------ Input data

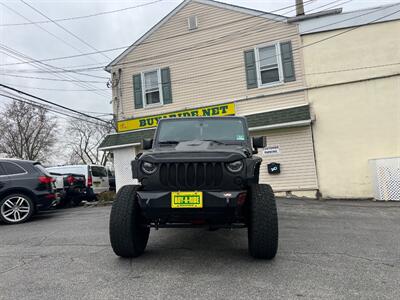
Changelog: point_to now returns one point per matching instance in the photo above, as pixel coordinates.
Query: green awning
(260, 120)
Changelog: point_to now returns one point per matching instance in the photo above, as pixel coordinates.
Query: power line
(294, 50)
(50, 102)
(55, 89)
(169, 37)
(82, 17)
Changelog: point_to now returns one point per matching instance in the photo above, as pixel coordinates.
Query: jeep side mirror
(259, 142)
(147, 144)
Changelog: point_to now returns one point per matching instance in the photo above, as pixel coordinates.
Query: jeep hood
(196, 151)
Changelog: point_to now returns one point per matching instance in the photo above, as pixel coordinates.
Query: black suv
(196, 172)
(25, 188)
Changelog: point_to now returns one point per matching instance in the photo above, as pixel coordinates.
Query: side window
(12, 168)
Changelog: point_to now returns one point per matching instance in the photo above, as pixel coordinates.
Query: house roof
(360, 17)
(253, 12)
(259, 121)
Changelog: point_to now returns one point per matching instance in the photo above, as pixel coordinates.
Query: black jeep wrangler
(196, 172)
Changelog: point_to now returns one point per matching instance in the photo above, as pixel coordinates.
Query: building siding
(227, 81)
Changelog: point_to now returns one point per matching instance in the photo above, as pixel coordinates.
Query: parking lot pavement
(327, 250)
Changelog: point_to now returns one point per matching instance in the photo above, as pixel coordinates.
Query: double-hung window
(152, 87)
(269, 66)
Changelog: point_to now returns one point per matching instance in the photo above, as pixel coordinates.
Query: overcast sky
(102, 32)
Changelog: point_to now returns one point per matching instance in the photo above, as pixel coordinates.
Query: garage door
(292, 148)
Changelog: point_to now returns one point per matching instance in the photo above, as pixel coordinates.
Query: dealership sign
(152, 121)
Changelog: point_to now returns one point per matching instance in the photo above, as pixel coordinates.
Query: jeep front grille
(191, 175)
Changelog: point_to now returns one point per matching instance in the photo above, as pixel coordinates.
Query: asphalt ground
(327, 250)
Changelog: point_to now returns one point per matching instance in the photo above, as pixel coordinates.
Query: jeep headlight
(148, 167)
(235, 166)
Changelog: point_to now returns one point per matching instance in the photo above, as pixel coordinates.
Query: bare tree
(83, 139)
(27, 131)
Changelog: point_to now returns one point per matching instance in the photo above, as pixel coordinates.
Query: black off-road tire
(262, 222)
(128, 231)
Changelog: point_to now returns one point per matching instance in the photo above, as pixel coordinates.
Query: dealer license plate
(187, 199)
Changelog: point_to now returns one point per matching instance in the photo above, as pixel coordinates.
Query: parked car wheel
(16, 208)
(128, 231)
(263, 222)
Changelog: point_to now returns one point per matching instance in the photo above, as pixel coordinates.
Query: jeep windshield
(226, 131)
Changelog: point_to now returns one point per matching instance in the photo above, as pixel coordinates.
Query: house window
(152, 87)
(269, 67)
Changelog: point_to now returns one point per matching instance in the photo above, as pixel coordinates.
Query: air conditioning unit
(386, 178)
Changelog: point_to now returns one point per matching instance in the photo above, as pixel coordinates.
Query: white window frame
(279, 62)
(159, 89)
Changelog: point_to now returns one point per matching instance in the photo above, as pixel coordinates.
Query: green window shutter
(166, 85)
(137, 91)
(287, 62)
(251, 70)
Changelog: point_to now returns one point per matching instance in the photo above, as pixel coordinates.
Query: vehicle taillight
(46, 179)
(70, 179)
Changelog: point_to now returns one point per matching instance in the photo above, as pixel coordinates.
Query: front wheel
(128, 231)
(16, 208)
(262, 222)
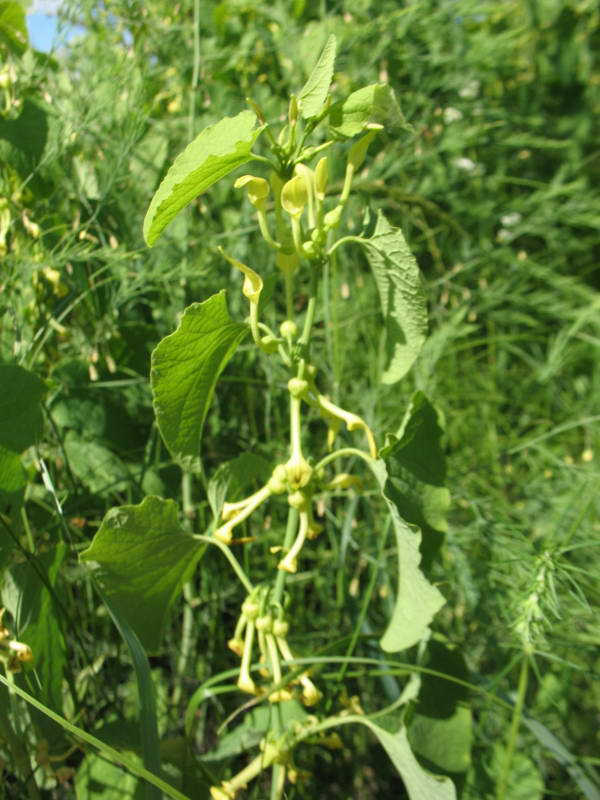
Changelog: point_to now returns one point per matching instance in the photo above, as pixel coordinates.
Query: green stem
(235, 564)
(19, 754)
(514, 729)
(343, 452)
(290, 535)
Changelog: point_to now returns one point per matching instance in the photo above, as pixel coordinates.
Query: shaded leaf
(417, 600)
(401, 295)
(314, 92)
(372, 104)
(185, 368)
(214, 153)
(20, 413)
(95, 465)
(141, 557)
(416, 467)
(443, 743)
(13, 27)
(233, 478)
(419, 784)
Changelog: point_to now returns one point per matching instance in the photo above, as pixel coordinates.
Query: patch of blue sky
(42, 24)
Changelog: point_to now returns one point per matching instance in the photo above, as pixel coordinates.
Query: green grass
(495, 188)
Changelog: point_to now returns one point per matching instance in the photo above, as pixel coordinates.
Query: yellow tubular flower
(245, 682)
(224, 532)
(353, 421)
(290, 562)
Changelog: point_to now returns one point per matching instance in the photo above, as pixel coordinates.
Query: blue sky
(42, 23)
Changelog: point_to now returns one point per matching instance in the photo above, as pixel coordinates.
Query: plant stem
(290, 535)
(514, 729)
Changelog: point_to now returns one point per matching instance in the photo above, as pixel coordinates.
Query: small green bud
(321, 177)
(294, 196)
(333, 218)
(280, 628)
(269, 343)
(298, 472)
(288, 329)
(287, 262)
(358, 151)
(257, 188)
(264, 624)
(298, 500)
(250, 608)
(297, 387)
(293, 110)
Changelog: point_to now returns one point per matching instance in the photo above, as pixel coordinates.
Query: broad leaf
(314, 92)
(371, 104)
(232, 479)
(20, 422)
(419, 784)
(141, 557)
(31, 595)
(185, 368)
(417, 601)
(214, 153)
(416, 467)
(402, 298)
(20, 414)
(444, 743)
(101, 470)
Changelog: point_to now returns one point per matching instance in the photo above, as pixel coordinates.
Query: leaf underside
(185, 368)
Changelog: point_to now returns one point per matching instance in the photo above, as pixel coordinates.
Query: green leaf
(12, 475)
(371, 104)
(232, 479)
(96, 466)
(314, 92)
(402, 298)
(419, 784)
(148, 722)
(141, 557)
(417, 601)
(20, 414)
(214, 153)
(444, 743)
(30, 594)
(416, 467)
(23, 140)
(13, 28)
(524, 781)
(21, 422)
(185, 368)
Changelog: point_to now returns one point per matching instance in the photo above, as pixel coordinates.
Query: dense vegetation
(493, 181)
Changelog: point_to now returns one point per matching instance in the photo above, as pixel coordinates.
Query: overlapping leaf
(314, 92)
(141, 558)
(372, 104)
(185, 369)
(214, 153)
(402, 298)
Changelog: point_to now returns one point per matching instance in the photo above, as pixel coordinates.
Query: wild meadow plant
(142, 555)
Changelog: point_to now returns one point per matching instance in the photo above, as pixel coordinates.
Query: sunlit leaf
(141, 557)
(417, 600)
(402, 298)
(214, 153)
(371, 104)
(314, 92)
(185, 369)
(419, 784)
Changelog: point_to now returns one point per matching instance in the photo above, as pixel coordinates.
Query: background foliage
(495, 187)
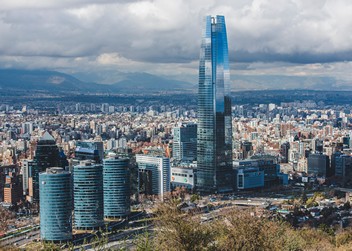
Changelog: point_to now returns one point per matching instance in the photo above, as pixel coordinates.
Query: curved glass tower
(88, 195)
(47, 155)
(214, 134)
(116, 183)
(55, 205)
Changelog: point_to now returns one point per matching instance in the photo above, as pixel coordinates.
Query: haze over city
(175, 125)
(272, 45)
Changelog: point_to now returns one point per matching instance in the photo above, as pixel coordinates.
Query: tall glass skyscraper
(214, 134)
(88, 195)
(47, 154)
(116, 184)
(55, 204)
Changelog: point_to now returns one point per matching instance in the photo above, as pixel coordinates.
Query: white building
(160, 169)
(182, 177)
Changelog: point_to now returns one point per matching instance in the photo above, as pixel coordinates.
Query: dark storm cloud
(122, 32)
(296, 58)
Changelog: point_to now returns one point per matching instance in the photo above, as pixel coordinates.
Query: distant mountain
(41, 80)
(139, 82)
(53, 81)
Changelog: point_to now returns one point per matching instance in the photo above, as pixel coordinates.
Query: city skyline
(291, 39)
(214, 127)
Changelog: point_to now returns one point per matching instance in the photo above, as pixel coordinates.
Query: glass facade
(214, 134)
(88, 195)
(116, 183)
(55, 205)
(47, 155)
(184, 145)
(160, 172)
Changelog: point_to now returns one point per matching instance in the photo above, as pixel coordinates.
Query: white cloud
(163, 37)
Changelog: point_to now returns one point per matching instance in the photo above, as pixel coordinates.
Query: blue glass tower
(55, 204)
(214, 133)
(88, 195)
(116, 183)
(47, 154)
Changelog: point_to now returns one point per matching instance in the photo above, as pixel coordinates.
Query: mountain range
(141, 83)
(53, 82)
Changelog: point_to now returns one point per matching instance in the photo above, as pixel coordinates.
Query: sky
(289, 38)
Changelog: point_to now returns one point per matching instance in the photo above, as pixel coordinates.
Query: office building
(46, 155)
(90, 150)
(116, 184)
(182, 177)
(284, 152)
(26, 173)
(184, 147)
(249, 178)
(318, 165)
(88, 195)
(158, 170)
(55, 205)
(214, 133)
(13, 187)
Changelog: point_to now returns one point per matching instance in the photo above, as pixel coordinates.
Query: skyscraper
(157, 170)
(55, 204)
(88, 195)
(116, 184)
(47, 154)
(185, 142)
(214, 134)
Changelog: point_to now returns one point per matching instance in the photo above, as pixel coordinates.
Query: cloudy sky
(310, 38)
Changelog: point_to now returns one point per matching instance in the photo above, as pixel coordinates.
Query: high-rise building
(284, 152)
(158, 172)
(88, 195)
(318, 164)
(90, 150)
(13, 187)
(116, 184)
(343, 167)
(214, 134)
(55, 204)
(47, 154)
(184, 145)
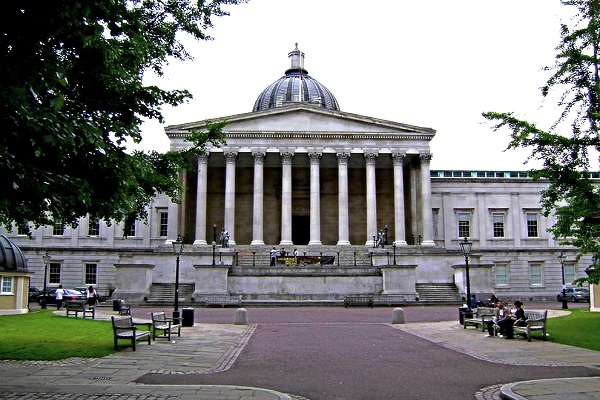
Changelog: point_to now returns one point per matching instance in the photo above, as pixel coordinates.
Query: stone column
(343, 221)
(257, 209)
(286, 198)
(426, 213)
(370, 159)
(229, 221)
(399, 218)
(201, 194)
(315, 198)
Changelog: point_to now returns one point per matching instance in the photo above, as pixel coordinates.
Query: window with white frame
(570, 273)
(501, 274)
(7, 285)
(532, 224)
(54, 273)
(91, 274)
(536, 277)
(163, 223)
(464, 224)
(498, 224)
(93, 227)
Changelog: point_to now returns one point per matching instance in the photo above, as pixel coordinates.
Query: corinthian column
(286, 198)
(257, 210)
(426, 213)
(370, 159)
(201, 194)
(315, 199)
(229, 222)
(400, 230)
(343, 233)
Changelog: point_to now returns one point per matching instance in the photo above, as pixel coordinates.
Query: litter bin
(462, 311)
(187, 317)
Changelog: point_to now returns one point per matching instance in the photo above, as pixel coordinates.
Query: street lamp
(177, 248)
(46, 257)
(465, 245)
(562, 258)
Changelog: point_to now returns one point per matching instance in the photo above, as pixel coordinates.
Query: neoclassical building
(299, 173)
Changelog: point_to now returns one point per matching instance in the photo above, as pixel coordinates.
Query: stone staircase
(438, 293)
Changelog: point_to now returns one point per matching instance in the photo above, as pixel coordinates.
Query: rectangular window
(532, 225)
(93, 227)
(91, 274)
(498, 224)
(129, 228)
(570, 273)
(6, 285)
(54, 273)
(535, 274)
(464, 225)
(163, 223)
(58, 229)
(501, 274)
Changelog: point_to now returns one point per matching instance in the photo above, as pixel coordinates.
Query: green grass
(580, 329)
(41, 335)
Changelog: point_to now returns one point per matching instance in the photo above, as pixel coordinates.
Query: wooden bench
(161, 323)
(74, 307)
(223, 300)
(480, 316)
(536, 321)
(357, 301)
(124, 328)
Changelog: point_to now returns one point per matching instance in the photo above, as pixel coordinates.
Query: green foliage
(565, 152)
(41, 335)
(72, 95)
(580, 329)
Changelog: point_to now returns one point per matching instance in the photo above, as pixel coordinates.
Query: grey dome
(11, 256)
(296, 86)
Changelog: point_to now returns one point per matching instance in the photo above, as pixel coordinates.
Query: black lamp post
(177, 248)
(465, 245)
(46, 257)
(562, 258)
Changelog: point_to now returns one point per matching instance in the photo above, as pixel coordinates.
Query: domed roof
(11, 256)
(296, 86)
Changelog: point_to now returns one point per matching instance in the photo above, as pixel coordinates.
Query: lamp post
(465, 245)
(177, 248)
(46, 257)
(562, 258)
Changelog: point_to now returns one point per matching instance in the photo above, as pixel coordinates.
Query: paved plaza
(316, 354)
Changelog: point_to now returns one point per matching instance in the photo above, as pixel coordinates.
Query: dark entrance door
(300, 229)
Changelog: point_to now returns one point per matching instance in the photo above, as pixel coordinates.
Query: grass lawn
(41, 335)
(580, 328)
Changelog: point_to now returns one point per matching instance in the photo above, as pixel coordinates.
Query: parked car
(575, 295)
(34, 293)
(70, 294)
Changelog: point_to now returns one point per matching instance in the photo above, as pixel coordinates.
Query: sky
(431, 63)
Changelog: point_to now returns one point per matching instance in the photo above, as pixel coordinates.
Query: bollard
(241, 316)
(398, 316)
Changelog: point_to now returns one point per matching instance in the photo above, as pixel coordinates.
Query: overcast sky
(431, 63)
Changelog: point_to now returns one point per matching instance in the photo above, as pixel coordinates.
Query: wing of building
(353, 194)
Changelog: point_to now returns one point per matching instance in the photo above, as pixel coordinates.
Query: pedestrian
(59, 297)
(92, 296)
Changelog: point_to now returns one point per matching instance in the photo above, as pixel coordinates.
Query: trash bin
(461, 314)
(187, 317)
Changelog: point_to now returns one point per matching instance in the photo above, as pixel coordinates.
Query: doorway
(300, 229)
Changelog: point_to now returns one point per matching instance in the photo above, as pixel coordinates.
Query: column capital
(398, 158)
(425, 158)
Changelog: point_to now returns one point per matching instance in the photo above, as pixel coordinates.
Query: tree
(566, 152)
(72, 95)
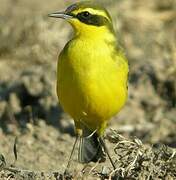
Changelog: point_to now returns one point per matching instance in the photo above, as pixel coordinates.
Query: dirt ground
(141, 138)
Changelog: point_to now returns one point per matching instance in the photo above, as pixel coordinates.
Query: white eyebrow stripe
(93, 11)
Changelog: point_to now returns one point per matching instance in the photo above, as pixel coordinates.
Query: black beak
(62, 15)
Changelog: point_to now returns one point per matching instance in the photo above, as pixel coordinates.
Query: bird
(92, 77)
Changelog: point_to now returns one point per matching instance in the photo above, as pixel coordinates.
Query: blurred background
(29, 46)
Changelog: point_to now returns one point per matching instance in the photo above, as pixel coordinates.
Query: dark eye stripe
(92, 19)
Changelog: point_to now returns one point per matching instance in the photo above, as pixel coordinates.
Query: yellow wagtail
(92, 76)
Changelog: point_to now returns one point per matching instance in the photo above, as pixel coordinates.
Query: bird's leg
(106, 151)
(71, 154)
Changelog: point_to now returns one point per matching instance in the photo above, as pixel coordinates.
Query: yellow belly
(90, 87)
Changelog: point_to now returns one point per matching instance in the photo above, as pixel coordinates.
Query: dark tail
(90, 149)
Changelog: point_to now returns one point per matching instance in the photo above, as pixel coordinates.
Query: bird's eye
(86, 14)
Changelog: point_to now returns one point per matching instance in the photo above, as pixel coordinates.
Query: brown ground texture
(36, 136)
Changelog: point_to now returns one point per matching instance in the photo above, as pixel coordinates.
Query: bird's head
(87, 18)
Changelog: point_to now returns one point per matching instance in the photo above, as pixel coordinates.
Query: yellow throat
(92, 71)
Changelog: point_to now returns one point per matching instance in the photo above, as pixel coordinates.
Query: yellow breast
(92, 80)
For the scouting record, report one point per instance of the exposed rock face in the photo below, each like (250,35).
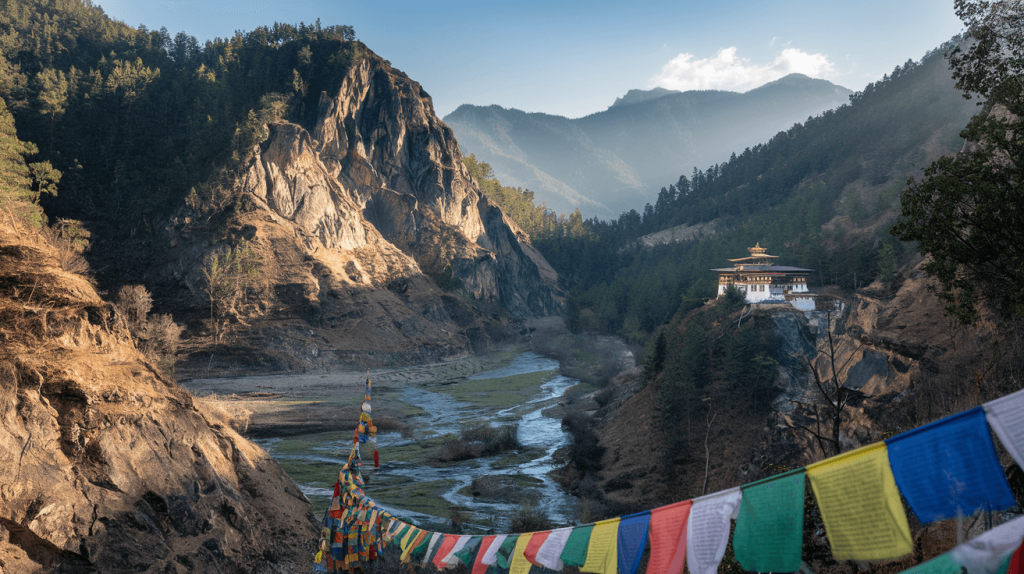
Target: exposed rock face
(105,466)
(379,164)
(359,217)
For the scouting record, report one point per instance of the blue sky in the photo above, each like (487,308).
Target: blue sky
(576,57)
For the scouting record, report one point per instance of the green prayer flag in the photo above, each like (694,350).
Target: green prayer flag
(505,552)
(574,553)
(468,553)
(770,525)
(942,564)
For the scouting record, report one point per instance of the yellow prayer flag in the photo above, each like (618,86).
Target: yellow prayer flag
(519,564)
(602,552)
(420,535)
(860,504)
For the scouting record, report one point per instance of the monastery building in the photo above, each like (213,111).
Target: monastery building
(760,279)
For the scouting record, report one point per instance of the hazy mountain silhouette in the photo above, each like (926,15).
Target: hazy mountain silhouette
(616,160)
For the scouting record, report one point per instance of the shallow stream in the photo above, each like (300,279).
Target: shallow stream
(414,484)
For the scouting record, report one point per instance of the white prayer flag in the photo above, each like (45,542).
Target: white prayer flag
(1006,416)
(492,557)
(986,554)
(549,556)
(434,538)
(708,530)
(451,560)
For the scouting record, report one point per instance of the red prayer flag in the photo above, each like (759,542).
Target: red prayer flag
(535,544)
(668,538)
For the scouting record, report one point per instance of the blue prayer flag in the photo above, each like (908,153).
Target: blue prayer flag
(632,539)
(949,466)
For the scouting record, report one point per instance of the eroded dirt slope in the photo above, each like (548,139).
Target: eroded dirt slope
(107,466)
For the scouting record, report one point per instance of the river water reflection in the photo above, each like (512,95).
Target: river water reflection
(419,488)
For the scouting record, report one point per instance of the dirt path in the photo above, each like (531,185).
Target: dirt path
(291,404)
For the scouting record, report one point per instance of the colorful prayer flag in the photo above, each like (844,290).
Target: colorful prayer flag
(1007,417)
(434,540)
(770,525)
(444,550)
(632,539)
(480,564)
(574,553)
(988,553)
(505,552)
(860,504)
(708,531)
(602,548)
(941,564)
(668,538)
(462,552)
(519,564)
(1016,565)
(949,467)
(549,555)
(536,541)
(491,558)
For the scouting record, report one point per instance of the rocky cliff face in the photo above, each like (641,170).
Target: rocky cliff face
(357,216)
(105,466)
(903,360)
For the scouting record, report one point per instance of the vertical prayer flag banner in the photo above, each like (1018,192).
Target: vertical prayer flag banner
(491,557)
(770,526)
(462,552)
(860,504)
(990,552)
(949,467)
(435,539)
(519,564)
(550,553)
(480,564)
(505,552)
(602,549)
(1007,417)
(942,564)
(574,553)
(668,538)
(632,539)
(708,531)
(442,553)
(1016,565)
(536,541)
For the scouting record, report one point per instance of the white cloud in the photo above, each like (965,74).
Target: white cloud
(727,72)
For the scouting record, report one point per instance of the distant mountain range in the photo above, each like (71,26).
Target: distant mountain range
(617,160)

------------

■ What you have to do
In the records above, return precisely the line containing "Target: white cloud" and each line that comes after it, up to the final one.

■ Response below
Target: white cloud
(727,72)
For the scouting record, report one point per instance of the distant mountain range in the photo above, each like (71,26).
Target: distant mountain range
(617,160)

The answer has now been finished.